* [Problem details] Please return the lines, both ends included, that run from the one containing "Target: temple tower" to the last line of the data below, exactly and alone.

Source data

· · ·

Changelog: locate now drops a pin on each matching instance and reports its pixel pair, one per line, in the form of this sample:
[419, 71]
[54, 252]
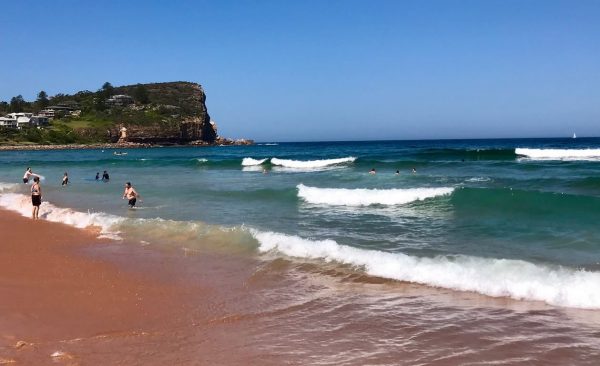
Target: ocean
[453, 252]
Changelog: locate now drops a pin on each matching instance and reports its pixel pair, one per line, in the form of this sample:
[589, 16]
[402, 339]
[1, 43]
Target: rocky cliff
[189, 121]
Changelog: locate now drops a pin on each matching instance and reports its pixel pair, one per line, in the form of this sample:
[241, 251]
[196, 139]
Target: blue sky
[327, 70]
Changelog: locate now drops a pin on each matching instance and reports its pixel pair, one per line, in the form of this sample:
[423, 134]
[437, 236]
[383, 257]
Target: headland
[130, 116]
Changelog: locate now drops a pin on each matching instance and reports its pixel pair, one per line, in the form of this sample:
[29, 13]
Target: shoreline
[96, 301]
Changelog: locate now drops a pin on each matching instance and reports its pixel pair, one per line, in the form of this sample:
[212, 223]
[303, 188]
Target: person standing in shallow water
[28, 174]
[131, 194]
[36, 197]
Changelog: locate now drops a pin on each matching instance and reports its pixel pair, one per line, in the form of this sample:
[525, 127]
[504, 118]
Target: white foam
[560, 154]
[366, 197]
[478, 179]
[517, 279]
[309, 164]
[251, 162]
[22, 204]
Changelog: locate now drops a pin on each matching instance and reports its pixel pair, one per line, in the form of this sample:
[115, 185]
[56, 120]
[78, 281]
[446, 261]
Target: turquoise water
[478, 215]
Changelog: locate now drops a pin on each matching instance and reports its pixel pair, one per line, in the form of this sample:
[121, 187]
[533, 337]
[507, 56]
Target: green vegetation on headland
[157, 113]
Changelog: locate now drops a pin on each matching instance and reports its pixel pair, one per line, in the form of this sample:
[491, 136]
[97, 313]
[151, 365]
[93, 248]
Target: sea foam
[560, 154]
[311, 164]
[106, 223]
[252, 162]
[366, 197]
[517, 279]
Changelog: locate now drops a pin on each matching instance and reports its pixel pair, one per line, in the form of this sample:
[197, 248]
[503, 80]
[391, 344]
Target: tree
[140, 94]
[17, 103]
[42, 100]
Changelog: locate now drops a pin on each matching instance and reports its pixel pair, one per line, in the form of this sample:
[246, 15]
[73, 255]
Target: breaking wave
[310, 164]
[517, 279]
[252, 162]
[560, 154]
[366, 197]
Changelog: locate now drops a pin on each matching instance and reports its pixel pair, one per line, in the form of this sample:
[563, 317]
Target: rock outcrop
[187, 100]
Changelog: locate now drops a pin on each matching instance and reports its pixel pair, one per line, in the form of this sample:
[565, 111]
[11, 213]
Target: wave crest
[252, 162]
[309, 164]
[517, 279]
[366, 197]
[560, 154]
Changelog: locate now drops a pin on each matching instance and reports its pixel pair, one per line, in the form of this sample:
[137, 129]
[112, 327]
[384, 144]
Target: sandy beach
[69, 298]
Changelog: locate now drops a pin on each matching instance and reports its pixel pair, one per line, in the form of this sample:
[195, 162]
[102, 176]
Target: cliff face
[186, 100]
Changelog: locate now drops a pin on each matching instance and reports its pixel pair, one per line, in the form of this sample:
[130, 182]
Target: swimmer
[36, 197]
[131, 194]
[28, 174]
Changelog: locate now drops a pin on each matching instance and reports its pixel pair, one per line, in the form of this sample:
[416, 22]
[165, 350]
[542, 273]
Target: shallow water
[480, 216]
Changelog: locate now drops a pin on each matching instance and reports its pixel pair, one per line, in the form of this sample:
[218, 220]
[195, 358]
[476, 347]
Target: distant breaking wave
[517, 279]
[309, 164]
[366, 197]
[251, 161]
[559, 154]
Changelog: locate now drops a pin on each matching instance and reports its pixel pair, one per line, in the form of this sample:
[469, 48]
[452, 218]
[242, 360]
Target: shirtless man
[131, 194]
[28, 174]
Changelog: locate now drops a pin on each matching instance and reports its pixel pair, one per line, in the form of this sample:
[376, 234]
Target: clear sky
[327, 70]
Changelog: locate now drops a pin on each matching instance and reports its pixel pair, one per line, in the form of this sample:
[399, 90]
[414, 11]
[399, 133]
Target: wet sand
[98, 302]
[101, 302]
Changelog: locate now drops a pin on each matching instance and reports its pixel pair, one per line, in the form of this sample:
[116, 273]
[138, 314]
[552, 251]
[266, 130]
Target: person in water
[36, 197]
[28, 174]
[131, 194]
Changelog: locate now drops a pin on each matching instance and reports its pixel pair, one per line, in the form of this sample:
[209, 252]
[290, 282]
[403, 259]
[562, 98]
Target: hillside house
[120, 100]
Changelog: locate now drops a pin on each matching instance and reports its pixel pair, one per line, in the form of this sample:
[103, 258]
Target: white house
[8, 122]
[20, 120]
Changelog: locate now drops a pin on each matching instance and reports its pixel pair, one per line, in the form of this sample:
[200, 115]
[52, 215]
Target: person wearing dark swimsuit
[131, 194]
[36, 197]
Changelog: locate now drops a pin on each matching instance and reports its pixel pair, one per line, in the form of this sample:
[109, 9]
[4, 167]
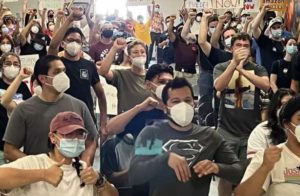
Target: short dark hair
[135, 43]
[227, 29]
[42, 66]
[175, 84]
[157, 69]
[5, 55]
[241, 36]
[74, 30]
[289, 109]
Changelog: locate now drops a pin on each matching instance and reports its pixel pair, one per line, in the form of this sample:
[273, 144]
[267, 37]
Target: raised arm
[215, 37]
[76, 14]
[7, 98]
[202, 39]
[104, 69]
[257, 20]
[117, 124]
[171, 33]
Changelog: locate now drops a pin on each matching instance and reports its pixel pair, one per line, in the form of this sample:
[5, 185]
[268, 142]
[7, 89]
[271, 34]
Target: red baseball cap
[66, 122]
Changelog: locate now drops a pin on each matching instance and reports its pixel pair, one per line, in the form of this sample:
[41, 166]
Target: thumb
[60, 163]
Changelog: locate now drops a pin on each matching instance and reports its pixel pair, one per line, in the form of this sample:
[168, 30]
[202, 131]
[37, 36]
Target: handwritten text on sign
[215, 4]
[251, 6]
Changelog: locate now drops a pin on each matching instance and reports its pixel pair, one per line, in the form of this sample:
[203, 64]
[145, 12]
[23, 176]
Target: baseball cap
[156, 69]
[274, 21]
[66, 122]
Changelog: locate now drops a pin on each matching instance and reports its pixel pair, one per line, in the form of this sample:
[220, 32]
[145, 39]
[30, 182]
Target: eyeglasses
[8, 63]
[75, 135]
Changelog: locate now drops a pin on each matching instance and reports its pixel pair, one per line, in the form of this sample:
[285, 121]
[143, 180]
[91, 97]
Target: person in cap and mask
[10, 68]
[82, 73]
[29, 123]
[57, 172]
[275, 170]
[269, 39]
[178, 157]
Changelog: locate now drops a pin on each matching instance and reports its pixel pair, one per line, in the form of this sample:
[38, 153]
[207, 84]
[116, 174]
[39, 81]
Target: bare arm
[104, 69]
[171, 33]
[273, 80]
[202, 39]
[102, 104]
[261, 82]
[76, 14]
[257, 20]
[12, 153]
[7, 98]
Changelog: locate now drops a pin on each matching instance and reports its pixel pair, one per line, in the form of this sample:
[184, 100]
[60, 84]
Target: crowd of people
[222, 102]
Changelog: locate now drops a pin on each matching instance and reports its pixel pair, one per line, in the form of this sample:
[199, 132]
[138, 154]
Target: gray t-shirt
[131, 90]
[152, 148]
[30, 122]
[239, 103]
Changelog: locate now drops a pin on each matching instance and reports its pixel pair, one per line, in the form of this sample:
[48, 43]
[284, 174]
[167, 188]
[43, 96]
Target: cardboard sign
[138, 2]
[51, 4]
[251, 6]
[29, 60]
[276, 5]
[215, 4]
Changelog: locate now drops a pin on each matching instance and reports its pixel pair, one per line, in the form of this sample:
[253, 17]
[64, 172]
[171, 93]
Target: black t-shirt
[270, 51]
[28, 49]
[83, 74]
[141, 120]
[295, 68]
[22, 93]
[282, 69]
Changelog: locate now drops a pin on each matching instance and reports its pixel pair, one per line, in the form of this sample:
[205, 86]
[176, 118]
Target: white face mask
[38, 47]
[73, 48]
[5, 48]
[297, 131]
[37, 90]
[158, 91]
[11, 72]
[182, 114]
[60, 82]
[139, 62]
[228, 42]
[35, 29]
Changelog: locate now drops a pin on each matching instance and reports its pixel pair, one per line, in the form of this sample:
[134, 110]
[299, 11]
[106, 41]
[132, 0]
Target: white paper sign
[111, 94]
[29, 60]
[138, 2]
[51, 4]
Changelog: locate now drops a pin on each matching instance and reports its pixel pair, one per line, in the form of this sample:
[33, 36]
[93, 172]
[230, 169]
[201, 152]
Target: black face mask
[107, 33]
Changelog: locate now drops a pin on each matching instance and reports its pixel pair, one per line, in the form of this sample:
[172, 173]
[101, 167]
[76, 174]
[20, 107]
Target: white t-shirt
[69, 185]
[284, 179]
[258, 139]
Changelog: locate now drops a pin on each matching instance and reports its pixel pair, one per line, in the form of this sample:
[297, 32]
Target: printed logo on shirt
[240, 93]
[186, 148]
[152, 147]
[292, 175]
[84, 74]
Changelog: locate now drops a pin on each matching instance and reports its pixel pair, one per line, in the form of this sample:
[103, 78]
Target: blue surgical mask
[71, 147]
[291, 49]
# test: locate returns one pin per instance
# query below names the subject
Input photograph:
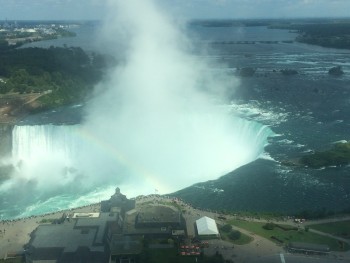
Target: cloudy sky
(96, 9)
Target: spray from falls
(155, 122)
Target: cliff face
(5, 140)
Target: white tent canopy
(206, 226)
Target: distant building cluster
(14, 32)
(116, 234)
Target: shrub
(226, 228)
(234, 235)
(269, 226)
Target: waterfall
(59, 164)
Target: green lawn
(341, 229)
(289, 236)
(171, 256)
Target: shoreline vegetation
(325, 32)
(277, 233)
(336, 156)
(36, 79)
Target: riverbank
(15, 234)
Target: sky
(186, 9)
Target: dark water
(309, 111)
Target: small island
(337, 156)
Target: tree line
(66, 74)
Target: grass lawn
(170, 255)
(341, 228)
(243, 239)
(289, 236)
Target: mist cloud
(159, 109)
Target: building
(80, 238)
(118, 203)
(116, 234)
(207, 228)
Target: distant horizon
(192, 19)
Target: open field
(341, 228)
(284, 237)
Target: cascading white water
(58, 155)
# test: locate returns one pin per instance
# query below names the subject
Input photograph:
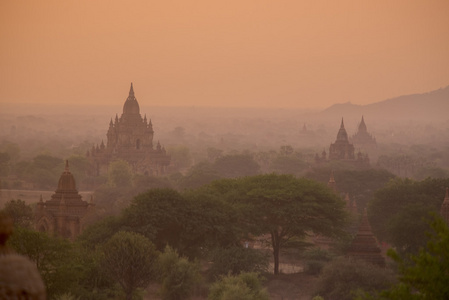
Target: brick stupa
(444, 211)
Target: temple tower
(129, 138)
(63, 214)
(444, 211)
(341, 149)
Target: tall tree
(130, 258)
(283, 207)
(177, 274)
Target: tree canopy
(130, 259)
(283, 207)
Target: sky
(284, 53)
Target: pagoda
(444, 211)
(129, 138)
(64, 214)
(341, 149)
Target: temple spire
(362, 125)
(131, 91)
(444, 211)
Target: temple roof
(342, 134)
(445, 207)
(131, 105)
(362, 125)
(66, 181)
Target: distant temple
(444, 211)
(343, 150)
(130, 138)
(65, 214)
(365, 247)
(363, 140)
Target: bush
(246, 286)
(236, 260)
(343, 277)
(178, 275)
(315, 259)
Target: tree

· · ·

* [The completed task]
Target: temple tower
(129, 138)
(63, 214)
(444, 211)
(341, 149)
Target: tall tree
(130, 258)
(283, 207)
(177, 274)
Target: tree canopy
(130, 259)
(283, 207)
Target: sky
(284, 53)
Target: pagoda
(444, 211)
(129, 138)
(64, 214)
(341, 149)
Target: temple spire
(362, 125)
(131, 91)
(444, 211)
Target: temple roof
(342, 134)
(445, 207)
(131, 105)
(362, 125)
(66, 181)
Target: distant temple
(444, 211)
(343, 150)
(130, 138)
(65, 214)
(365, 247)
(363, 140)
Target: bush
(246, 286)
(236, 260)
(343, 277)
(178, 275)
(315, 259)
Target: tree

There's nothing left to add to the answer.